» TASK DIRECTIONS
Set down a faithful copy of every record, and skip the pictures in it.

*** EXERCISE MATERIAL ***

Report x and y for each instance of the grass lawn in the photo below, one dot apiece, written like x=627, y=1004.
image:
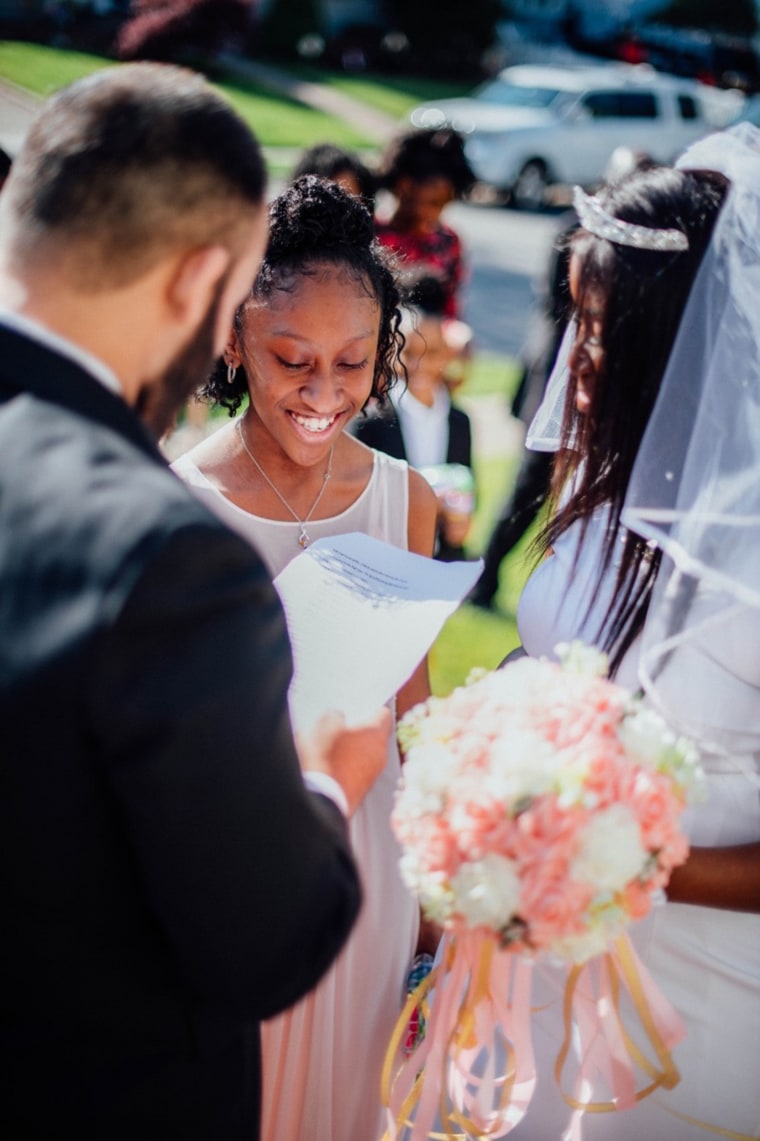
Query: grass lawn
x=277, y=122
x=475, y=638
x=471, y=637
x=395, y=95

*** End of EXERCISE MATERIAL ***

» SOLUTION TO THIS TASK
Report x and y for each instance of the grass lawn in the photo below, one dot apiece, written like x=627, y=1004.
image:
Query: grass lawn
x=277, y=122
x=475, y=638
x=471, y=637
x=395, y=95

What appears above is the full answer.